## What the task requires:
How would you translate this sentence from the forum thread on Sequence into Spanish: "Assignment and replacement functions have attribute SequenceHold."?

## Selected excerpt:
It's not a bug. How can setting t[[1]] be interpreted to ELIMINATE t[[1]]?

The same thing happens if we enter:

x = Sequence[];
x

Sequence[]

x is Set, it's not eliminated.

If you want to drop a term at each step, no problem:

t = {1, 2, 3}; j = 0;

While[++j < 4, t = Rest@t; Print[t]]

{2,3}

{3}

{}

t

{}

Or:

t = {1, 2, 3}; j = 0;

While[++j < 4, t = Drop[t, 1]; Print[t]]

{2,3}

{3}

{}

t

{}

What serious work are you trying to do, where this is a problem... even if
you DIDN'T have other ways to do what you really want?

Bobby

On Wed, 04 Nov 2009 00:34:10 -0600, dh <d...@metrohm.com> wrote:

>
>
> Hello,
>
> has anybody an explanation for the behavior of "Sequence"? I think it is
>
> an ugly bug.
>
> Consider the following that shoud succesively shorten the list t:
>
>
>
> t = {1, 2, 3}; j = 0;
>
> While[ ++j < 4, t[[1]] = Sequence[]; Print[t]]
>
>
>
> this returns: {2,3} three times.Dropping of the first element only seems
>
> to work once.
>
> If you say Information[t] you get:
>
> t={Sequence[],2,3}
>
>
>

> Daniel
>
>
>

--
DrMaj...@yahoo.com

[Patrick Scheibe]

Hi,

no it's not a bug. It's called SequenceHold and is an Attribute which
prevents the stuff from flattening out.

t = {1, 2, 3}; j = 0;

While[++j < 4, t[[1]] = Sequence[]; t = Flatten[t]; Print[t]]

Cheers
Patrick

[Bob Hanlon]

As stated in the documentation for Sequence:

"Assignment and replacement functions have attribute SequenceHold."

[Location annotation dataset excerpts]

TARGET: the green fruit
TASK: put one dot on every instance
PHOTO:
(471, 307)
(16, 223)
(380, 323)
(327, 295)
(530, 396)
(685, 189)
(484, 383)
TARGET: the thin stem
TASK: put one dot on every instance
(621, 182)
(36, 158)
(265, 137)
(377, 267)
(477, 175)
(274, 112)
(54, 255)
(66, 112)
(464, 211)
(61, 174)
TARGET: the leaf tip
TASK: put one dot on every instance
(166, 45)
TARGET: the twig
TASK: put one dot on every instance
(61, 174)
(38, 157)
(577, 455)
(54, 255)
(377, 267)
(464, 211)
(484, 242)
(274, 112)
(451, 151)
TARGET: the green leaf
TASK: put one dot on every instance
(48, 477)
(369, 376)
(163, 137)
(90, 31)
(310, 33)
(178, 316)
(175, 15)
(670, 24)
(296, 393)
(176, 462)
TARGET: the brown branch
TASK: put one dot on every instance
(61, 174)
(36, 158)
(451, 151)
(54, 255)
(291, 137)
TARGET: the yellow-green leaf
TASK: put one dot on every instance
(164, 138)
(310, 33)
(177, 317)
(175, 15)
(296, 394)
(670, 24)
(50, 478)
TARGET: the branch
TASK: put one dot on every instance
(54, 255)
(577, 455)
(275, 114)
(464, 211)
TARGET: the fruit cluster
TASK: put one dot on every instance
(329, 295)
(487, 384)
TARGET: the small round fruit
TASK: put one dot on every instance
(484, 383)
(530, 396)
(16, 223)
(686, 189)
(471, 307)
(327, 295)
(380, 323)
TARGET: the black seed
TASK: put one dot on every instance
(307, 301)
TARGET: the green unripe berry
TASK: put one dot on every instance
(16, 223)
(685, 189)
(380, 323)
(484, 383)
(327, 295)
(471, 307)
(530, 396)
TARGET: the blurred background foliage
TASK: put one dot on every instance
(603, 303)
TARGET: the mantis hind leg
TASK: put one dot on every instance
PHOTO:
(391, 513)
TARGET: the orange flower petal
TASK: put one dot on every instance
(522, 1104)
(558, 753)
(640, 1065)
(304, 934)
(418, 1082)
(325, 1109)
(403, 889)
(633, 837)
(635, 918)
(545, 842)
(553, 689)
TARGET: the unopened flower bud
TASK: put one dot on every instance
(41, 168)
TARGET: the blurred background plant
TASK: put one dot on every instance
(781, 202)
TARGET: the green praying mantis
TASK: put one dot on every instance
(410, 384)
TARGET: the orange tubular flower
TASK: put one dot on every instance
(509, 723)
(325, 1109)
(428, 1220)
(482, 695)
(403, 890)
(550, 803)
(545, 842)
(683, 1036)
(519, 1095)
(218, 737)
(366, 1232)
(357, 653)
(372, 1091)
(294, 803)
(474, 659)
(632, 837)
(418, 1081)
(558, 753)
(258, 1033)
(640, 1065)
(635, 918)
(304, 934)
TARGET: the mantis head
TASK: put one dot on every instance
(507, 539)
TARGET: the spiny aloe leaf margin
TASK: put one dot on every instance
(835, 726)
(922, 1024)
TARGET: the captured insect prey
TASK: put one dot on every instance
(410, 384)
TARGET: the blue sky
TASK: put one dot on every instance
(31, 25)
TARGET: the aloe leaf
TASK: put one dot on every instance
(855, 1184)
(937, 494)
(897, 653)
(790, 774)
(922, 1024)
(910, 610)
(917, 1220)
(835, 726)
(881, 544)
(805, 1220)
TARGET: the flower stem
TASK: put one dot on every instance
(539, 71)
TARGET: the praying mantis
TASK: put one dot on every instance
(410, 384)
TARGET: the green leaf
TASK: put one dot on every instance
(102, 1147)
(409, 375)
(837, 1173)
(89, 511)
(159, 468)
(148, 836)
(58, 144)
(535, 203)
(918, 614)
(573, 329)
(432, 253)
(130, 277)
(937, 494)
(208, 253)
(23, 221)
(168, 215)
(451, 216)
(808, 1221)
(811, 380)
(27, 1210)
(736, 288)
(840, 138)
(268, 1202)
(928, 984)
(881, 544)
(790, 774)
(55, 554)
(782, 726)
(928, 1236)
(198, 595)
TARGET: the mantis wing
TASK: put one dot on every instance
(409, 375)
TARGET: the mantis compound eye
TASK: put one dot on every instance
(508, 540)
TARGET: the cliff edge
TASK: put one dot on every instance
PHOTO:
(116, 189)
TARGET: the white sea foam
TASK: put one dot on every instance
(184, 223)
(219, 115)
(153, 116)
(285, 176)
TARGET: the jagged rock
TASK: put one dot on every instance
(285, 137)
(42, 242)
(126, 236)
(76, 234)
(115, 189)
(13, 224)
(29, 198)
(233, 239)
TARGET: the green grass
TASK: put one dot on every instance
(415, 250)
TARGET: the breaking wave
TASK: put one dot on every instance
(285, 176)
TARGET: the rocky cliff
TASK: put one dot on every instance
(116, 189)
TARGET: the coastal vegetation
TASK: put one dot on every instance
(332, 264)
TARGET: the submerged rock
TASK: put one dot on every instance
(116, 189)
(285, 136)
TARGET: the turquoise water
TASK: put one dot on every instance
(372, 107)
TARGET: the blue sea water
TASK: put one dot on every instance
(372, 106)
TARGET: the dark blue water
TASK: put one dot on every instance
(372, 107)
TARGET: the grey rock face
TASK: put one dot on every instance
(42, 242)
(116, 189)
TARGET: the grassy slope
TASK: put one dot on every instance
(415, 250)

## Written response:
Las funciones de asignación y de reemplazo tienen el atributo SequenceHold.